### Passage
--- Begin ---

If you have megacorp, those are great for going tall. It's just that megacorps get different civics. They still have ethics. I always go with the civic that lets me use energy instead of alloys for my colony ships. After that, I think most of the civics are kind of meh, with some that are just garbage.
Tall empires do want to consider megastructure perk and ecumenopolis perk. Both are amazing for any empire, but they tend to be help tall empires out a ton by plastering over some of the weak points.
battletag: Millin#1360
Nice chart to figure out how honest a news source is.
If you have Utopia, you can build Habitats, which let you to essentially build additonal colonizable planets, and eventually Ringworlds (though some might consider built-from-scratch Ringworlds something that shows up too late to matter in most games, at least without some sort of ruined Megastructure you can claim to increase the odds for Mega-Engineering and then repair to qualify for the nessisary Acension Perk.) They both have unique districts: Habitats have a "planet" size of 6, but there is an Ascension Perk that raises it to 8, and the choice of districts is a residential, trade and entertainment district, plus either a mining, generator or research district if the body they're orbiting has a mineral, EC or science node, though they have no way to grow their own food other than spending building slots on Hydroponics. Ringworlds, on other hand, have residential, farming, trade/CG, and research. *Technically,* their size is 5, but each district is worth 10 of a normal district (so that farming district has 20 housing with 20 farmer jobs) though the non-residential districts take rare resources to build and maintain. If you have the Cybrex as your precursors, their homeworld is a ruined ringworld which I *think* you can eventually repair even with no DLC... at the very least, Ringworlds are a thing that exist even in the vanilla game.
There is also the Inward Perfection civic, which has you give up aggressive warfare and nearly all forms of diplomacy for some amazing buffs. Despite the "can't be removed" nature of IP, it *can* be disabled by no longer being Pacifist or Xenophobe, though you can never reclaim the civic. Classic is to go Fantic Pacifist and also pick up Agrarian Idyll, getting further production bonuses from the extra amenities your farms make, but civics that add or change ruler pops are also pretty nice. The two IP games I had the most fun with (both of which required Utopia) was a Materialist IP that reached Syth Ascension (becoming a race of robots and was building multiple Megastructures before anyone else had Battleships, and a spiritualist one where I went Psionic Ascension... without spoiling too much, there is a possible event chain with Psi Ascension that can completely overhaul your government ethics and civics... and the last time I tried, it was capable of even removing permanent civics like Inward Perfection, under conditions that, shall we say, give a very appropriate mandate to start conquering the galaxy.
Sometimes I goof around with federations and waging wars of liberation
It's helpful to think of your economy as existing in basically three 'tiers':
The first is basic resources - food, energy, and minerals. This comes mostly from unskilled labor jobs provided by planetary districts. You want enough food and energy to maintain a positive monthly balance, and then enough minerals to do your basic construction while still 'powering' the upper tiers of your economy.
The middle tier is where you refine minerals into a form that is usable for things other than building planetary districts and mining platforms: Primarily, you split them between Alloys and Consumer Goods, with some remainder converted into motes, gases, and crystals as necessary. Consumer goods are the fuel for your civilian economy (some are spent just on pop maintenance, but the majority get refined into the third tier of resources) and you want enough to maintain a positive balance, and Alloys are your military spending and you want as much as you can support - in the long run the main 'loop' of growing your economy is gathering more minerals to make more alloys to build ships (and megastructures).

--- End ---

### Tasks for this exercise
**1)** According to the passage, what "planet" size do Habitats have before any Ascension Perk raises it?
**2)** Quote the passage word for word, beginning at the words "If you have megacorp, those" and stopping after "news source is.".

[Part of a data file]
--- Begin ---

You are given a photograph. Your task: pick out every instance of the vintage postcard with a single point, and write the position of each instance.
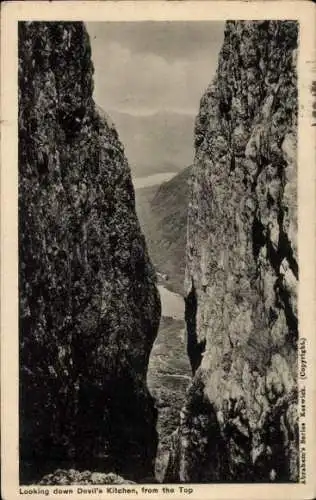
(158, 250)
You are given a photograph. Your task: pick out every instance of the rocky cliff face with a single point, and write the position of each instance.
(89, 308)
(240, 419)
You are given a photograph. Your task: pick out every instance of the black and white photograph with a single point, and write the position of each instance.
(159, 265)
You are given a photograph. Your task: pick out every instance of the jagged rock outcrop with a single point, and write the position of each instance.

--- End ---

### Responses for each task
**1)** Habitats have a "planet" size of 6.

**2)**
If you have megacorp, those are great for going tall. It's just that megacorps get different civics. They still have ethics. I always go with the civic that lets me use energy instead of alloys for my colony ships. After that, I think most of the civics are kind of meh, with some that are just garbage.
Tall empires do want to consider megastructure perk and ecumenopolis perk. Both are amazing for any empire, but they tend to be help tall empires out a ton by plastering over some of the weak points.
battletag: Millin#1360
Nice chart to figure out how honest a news source is.